== Given data ==
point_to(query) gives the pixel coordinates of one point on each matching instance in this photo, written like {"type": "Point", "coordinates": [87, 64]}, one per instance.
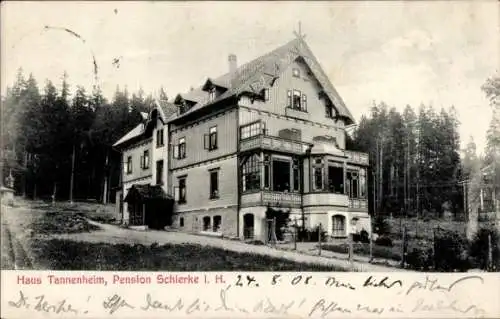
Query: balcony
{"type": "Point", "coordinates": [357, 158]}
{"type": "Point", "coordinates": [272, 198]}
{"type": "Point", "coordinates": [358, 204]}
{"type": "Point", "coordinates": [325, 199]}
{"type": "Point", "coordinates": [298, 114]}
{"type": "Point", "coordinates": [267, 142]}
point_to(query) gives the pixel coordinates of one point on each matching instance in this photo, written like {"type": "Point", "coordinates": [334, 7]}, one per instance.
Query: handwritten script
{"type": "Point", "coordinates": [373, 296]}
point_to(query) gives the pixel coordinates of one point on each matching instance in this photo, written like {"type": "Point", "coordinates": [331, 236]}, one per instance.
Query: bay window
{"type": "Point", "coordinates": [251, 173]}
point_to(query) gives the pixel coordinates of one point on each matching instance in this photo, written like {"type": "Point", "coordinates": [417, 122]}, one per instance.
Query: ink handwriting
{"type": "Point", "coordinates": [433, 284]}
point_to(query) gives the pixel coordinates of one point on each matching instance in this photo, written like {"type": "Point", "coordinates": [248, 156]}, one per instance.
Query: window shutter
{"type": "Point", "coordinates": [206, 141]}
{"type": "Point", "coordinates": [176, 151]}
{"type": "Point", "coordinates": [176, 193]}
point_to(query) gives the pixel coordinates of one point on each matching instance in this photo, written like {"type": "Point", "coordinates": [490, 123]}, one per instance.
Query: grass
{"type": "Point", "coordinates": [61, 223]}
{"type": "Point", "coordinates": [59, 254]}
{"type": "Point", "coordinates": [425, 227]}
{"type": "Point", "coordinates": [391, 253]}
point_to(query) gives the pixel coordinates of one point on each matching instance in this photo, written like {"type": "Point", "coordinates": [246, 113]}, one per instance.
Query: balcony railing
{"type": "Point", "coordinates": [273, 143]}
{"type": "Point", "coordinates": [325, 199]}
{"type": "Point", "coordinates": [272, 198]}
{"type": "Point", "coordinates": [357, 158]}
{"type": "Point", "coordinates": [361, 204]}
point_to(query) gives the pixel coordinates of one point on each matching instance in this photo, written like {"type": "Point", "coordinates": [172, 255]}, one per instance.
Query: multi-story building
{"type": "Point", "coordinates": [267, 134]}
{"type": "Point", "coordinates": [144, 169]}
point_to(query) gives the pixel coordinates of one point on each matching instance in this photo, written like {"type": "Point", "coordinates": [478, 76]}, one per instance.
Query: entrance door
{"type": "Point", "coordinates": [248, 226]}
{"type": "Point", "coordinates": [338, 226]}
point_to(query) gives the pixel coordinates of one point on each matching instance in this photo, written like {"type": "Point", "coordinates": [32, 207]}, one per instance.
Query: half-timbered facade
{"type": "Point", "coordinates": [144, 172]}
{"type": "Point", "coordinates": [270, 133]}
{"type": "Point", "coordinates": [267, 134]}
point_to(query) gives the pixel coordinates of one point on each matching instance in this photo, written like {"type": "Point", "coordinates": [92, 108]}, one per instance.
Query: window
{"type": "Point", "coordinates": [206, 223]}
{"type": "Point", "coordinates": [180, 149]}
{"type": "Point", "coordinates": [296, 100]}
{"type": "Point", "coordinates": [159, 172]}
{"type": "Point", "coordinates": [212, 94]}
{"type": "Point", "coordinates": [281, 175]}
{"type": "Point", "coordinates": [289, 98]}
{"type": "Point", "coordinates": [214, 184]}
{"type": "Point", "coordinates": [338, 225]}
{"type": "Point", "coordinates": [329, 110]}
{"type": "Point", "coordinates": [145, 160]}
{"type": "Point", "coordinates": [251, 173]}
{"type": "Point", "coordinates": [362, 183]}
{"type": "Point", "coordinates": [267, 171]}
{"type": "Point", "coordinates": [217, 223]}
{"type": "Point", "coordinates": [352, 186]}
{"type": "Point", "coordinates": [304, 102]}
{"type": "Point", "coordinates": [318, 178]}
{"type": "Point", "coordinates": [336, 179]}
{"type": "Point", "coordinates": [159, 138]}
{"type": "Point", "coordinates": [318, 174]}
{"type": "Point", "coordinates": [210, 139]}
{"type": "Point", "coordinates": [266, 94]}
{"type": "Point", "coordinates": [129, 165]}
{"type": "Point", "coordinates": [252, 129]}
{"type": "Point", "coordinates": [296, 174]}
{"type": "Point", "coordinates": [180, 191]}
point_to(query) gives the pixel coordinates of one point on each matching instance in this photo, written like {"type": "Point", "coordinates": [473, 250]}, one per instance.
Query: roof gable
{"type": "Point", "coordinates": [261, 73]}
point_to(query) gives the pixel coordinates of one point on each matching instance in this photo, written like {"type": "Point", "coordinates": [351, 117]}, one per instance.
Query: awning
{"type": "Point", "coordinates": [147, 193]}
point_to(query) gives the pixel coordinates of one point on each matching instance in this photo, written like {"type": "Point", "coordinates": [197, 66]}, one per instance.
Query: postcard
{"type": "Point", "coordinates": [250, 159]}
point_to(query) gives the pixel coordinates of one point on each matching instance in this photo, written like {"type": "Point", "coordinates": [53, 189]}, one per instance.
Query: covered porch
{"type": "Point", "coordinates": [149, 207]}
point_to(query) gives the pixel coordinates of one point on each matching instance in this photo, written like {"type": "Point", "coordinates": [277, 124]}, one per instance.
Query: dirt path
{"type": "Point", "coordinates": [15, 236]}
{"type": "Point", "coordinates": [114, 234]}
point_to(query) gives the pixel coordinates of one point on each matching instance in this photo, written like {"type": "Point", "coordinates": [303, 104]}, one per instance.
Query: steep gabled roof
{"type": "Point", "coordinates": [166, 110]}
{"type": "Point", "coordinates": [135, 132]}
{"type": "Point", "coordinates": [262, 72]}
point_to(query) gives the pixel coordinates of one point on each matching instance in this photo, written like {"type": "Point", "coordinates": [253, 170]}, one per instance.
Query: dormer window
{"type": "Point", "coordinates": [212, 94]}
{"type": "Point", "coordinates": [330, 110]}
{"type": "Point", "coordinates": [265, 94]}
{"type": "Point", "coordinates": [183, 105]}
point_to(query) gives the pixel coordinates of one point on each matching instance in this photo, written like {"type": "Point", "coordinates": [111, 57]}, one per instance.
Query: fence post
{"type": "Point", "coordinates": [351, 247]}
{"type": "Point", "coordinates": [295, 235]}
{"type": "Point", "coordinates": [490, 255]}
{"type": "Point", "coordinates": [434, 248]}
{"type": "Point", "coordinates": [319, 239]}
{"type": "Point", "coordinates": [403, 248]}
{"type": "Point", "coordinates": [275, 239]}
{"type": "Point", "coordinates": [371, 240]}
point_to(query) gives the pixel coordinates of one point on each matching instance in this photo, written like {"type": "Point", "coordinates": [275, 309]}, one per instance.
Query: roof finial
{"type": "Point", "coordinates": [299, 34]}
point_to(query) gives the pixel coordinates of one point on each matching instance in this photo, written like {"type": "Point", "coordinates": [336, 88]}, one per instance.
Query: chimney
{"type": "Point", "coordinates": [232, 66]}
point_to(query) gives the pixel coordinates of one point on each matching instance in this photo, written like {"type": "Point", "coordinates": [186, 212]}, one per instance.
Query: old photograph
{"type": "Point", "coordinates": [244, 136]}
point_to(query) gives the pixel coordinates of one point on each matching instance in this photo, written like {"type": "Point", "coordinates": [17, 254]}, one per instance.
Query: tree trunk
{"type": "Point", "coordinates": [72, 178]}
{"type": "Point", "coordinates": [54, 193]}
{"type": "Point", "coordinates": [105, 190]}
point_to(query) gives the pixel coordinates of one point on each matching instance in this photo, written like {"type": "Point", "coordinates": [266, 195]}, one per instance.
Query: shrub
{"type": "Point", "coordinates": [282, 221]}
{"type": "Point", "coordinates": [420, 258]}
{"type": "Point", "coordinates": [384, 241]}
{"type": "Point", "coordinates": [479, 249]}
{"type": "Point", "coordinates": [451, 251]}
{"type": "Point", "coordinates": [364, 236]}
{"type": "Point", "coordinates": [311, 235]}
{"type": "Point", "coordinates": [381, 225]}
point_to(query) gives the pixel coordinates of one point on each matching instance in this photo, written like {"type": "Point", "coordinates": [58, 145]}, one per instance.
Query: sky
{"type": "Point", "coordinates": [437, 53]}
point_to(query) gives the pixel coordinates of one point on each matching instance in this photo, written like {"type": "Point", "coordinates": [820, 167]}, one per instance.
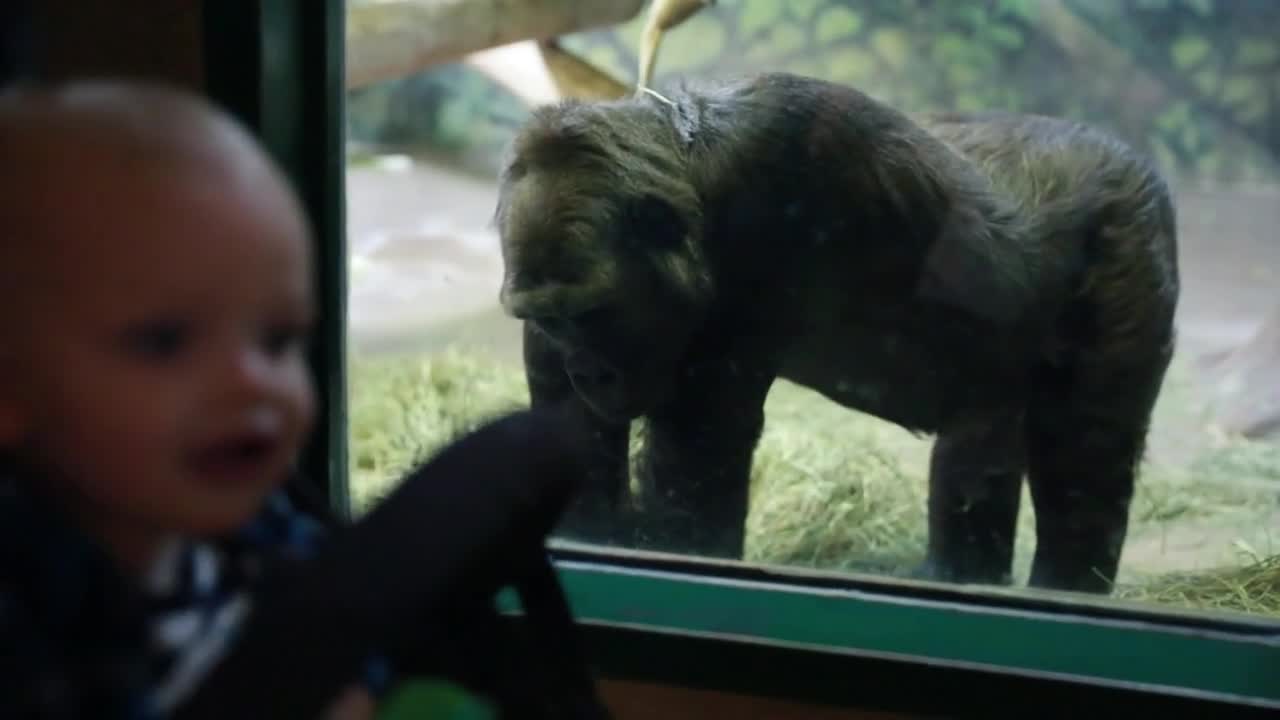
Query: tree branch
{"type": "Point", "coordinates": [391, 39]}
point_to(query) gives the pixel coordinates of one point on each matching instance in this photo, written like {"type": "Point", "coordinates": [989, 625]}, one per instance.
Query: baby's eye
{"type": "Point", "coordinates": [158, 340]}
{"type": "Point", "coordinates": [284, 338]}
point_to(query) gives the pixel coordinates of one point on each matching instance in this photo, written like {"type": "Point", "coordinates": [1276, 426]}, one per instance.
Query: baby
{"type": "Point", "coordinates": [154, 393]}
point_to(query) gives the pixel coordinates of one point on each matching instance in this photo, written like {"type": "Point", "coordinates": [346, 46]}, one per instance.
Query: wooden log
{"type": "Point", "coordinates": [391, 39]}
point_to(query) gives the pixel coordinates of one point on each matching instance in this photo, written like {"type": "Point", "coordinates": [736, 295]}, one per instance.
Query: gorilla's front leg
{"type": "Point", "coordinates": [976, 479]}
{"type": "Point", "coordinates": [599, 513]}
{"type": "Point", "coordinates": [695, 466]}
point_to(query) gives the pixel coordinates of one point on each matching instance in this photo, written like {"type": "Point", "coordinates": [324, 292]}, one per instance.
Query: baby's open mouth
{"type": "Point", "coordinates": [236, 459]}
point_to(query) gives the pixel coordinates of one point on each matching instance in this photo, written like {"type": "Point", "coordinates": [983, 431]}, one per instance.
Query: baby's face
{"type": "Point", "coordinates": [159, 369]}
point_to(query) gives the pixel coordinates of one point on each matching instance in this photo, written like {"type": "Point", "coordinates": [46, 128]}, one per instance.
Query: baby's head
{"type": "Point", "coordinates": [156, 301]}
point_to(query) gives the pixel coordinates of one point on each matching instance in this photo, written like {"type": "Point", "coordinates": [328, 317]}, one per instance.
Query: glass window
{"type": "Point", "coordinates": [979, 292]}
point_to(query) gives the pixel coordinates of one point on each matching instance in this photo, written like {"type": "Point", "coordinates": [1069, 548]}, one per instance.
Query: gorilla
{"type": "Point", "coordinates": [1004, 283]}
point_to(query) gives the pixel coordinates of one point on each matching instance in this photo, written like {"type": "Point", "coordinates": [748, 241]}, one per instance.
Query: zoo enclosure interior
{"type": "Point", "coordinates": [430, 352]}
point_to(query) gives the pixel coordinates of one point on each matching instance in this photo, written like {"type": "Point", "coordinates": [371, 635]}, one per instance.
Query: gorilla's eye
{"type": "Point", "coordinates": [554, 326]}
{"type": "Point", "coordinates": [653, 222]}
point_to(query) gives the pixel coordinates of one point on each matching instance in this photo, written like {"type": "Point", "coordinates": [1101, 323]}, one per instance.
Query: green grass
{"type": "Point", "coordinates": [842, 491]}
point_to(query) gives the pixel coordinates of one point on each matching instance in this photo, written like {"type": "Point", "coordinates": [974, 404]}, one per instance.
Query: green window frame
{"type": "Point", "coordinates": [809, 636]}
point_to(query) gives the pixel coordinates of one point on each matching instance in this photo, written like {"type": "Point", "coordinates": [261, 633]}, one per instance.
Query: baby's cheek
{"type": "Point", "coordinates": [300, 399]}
===
#### [Written task]
How many lines of the listing above contain the string "baby"? Reply with the number alone.

#### [Response]
6